> GIVEN PASSAGE
— Start —

STIR | Social Media Director
Sep 29
Cookie on laptop

It goes without saying that in digital and social media marketing, data reigns supreme. So, it comes as no surprise that when Google announced it was going to begin phasing out third-party cookies in Chrome in the second half of 2024, there was a massive scramble to understand the implications of this and how marketers could overcome it.

While other web platforms have already started to limit the amount of browser data collected for advertising use, Google’s decision to follow suit has started to raise some red flags for companies — mainly due to its massive market share.

Before we get too deep, for everyone out there that doesn’t have a sweet tooth, let’s break down what cookies are used for. A cookie is a piece of data that is used each time a user visits a website. First-party cookies can store things like login credentials, website preferences, and items you may have previously added to a shopping card. Third-party cookies are what advertisers use to target campaigns; they’re more behavioral-type data.

So, what has caused this shift in limiting the collection of third-party data? In one word: privacy. With a slew of data privacy issues in recent years, people are more protective of their personal data than ever. In fact, 86% of Americans say data privacy is a growing concern for them, and 68% are apprehensive about the level of data being collected by businesses — even the brands they’re loyal to.

Party Time, Excellent

When it comes to online data, there are a few different parties you could be invited to:

First-party data – including transactions, social media interactions, and website traffic – is information companies receive directly from users based on their online behaviors. In other words, every site visit, social media engagement, or cart fill becomes a point of information that helps companies learn more about you. Companies are the sole owners of first-party data.

Second-party data is essentially first-party data sent to a company through a secondary source. A perfect example of this is PPC (pay-per-click) advertising on Google. Google technically owns this data, but they let advertisers use it for a price. For all the interactions people have with Google, second-party data is saved for marketers to use to advertise to their target audiences — specific groups of people for whom they might not have the data but know they want to target.

Third-party data is data acquired from outside sources. This is where things can get messy. These data sets are not always the most reliable and are openly available to competitors. People typically get spooked when they think they’re being served ads because their phone is “listening.”

Each of these three categories help companies target specific people, some more than others. But these data points are largely based on an individual’s online activity rather than finite, private information.

Here’s where things get even more exciting. There’s also a category called zero-party data. Zero-party data is any information a customer willfully and voluntarily gives a company — think responding to a poll, filling out a survey, filling out a contact form, signing up for an email newsletter… you get the picture. It may sound similar to first-party data, but the key difference is that zero-party data is not behavior-based; it’s information coming straight from customers.

What Does All This Have to Do with Cookies?

As Google and other platforms move away from third-party cookies, it will force advertisers to rely on data they can glean directly from current and potential customers. This means there will be no more campaigns tracking online behaviors, but rather targeting those who have intentionally shown interest in brands via websites and social channels or have provided specific information about themselves (name, email address, phone number, etc.).

— End —

> STATED GOAL A
Answer these questions from the cookie article:
(i) When did Google say it would begin phasing out third-party cookies in Chrome?
(ii) What percentage of Americans say data privacy is a growing concern for them?
(iii) In the pay-per-click example, who technically owns the second-party data?
The cookie article and the rows that follow have no connection to each other.

> EXCERPTED RECORDS
— Start —

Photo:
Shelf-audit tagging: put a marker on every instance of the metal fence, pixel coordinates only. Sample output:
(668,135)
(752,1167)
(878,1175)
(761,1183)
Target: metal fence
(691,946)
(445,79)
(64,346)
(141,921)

— End —

> STATED GOAL B
Please put the marker-placement rows above into a Markdown table with the columns Nr and Line, numbering each row and leaving out blank lines.

> TASK SOLUTION A
(i) In the second half of 2024
(ii) 86%
(iii) Google

> TASK SOLUTION B
| Nr | Line |
|---|---|
| 1 | Photo: |
| 2 | Shelf-audit tagging: put a marker on every instance of the metal fence, pixel coordinates only. Sample output: |
| 3 | (668,135) |
| 4 | (752,1167) |
| 5 | (878,1175) |
| 6 | (761,1183) |
| 7 | Target: metal fence |
| 8 | (691,946) |
| 9 | (445,79) |
| 10 | (64,346) |
| 11 | (141,921) |